• [STUDY TEXT]:
******************************

1. Statement of the Technical Field
The present invention relates to the field of medical diagnostic imagery and, more particularly, to breast cancer detection systems.
2. Description of the Related Art
Breast cancer is the most common major cancer among women in the United States and breast cancer is the leading cause of cancer deaths in women, second only to lung cancer. An estimated 200,000 cases of breast cancer are diagnosed each year and more 43,300 lives are claimed in consequence. Significantly, in their lifetime, women of all ages have a one in eight chance of developing breast cancer. In consequence, early detection of breast cancer remains paramount to the survivability of victims of breast cancer. Though advances in the treatment of breast cancer have been made, the effectiveness of conventional breast cancer screening methods remains questionable.

******************************

• [RECORDS SUPPLIED]:
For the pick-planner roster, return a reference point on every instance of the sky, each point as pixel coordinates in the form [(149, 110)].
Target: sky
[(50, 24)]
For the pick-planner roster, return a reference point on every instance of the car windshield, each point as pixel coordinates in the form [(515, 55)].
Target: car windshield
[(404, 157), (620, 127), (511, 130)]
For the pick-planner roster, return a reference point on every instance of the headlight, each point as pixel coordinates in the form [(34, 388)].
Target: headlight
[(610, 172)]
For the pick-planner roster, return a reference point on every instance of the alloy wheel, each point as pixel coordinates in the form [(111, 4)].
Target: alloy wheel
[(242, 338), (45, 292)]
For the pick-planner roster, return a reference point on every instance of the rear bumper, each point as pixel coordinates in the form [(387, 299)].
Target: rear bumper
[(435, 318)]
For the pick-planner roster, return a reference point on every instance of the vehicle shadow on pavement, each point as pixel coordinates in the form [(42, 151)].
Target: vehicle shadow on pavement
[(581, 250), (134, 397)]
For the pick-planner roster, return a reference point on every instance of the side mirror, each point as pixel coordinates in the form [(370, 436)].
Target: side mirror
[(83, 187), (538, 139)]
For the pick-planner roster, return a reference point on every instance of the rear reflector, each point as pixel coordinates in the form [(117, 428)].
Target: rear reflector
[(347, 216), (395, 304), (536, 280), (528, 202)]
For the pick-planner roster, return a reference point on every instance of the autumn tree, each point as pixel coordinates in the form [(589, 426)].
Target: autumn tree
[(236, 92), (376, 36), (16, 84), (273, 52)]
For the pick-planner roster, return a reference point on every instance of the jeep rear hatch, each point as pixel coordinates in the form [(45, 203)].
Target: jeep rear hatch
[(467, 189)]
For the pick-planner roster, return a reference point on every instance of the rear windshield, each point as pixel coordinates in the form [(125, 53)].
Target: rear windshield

******************************

• [WHAT YOU WILL DO]:
a – Extract the passage of the breast cancer detection text starting at "1. Statement of" and ending at "methods remains questionable.".
b – Extend the text on breast cancer detection systems by writing what comes after its final sentence.

• [TASK-BY-TASK OUTPUTS]:
a –
1. Statement of the Technical Field
The present invention relates to the field of medical diagnostic imagery and, more particularly, to breast cancer detection systems.
2. Description of the Related Art
Breast cancer is the most common major cancer among women in the United States and breast cancer is the leading cause of cancer deaths in women, second only to lung cancer. An estimated 200,000 cases of breast cancer are diagnosed each year and more 43,300 lives are claimed in consequence. Significantly, in their lifetime, women of all ages have a one in eight chance of developing breast cancer. In consequence, early detection of breast cancer remains paramount to the survivability of victims of breast cancer. Though advances in the treatment of breast cancer have been made, the effectiveness of conventional breast cancer screening methods remains questionable.

b –
Specifically, a decade-long study conducted amongst 260,000 Chinese women in Shanghai concluded that, in general, women examining their breasts remain unable to detect tumors early enough to reduce their risk of dying from breast cancer. To that end, Dr. Susan Love, a breast cancer surgeon, author of the text, “Dr. Susan Love's Breast Book”, and president of the Susan Love Breast Cancer Foundation observed, “[B]y the time you can feel the cancer, it most likely has been present for about six to eight years. If it was going to spread, it has had ample opportunity.”
The use of x-ray mammography for early breast cancer detection has not proven to be the silver bullet of breast cancer detection. In particular, the effectiveness of x-ray mammography has been questioned at all levels. Notably, recent studies show that while x-ray mammography screening in older women can reduce the probability of dying of breast cancer by thirty percent, the reduction is much less for younger women. In this regard, much of problem with x-ray mammography relates to the inability for x-ray mammography to image dense tissue.
Consequently, the results of an x-ray mammography may show suspicious areas where no malignancy exists (up to twenty percent of biopsied growths identified as cancerous by a mammogram are identified as malignancies). Furthermore, radiologists interpreting x-ray mammography imagery can overlook between fifteen and twenty-five percent of cancers. Finally, the current process for conducting x-ray mammography can be severely uncomfortable. Specifically, the use of imaging plates can cause bruising in the breasts and can, therefore, be a significant disincentive for women to undergo mammography screening.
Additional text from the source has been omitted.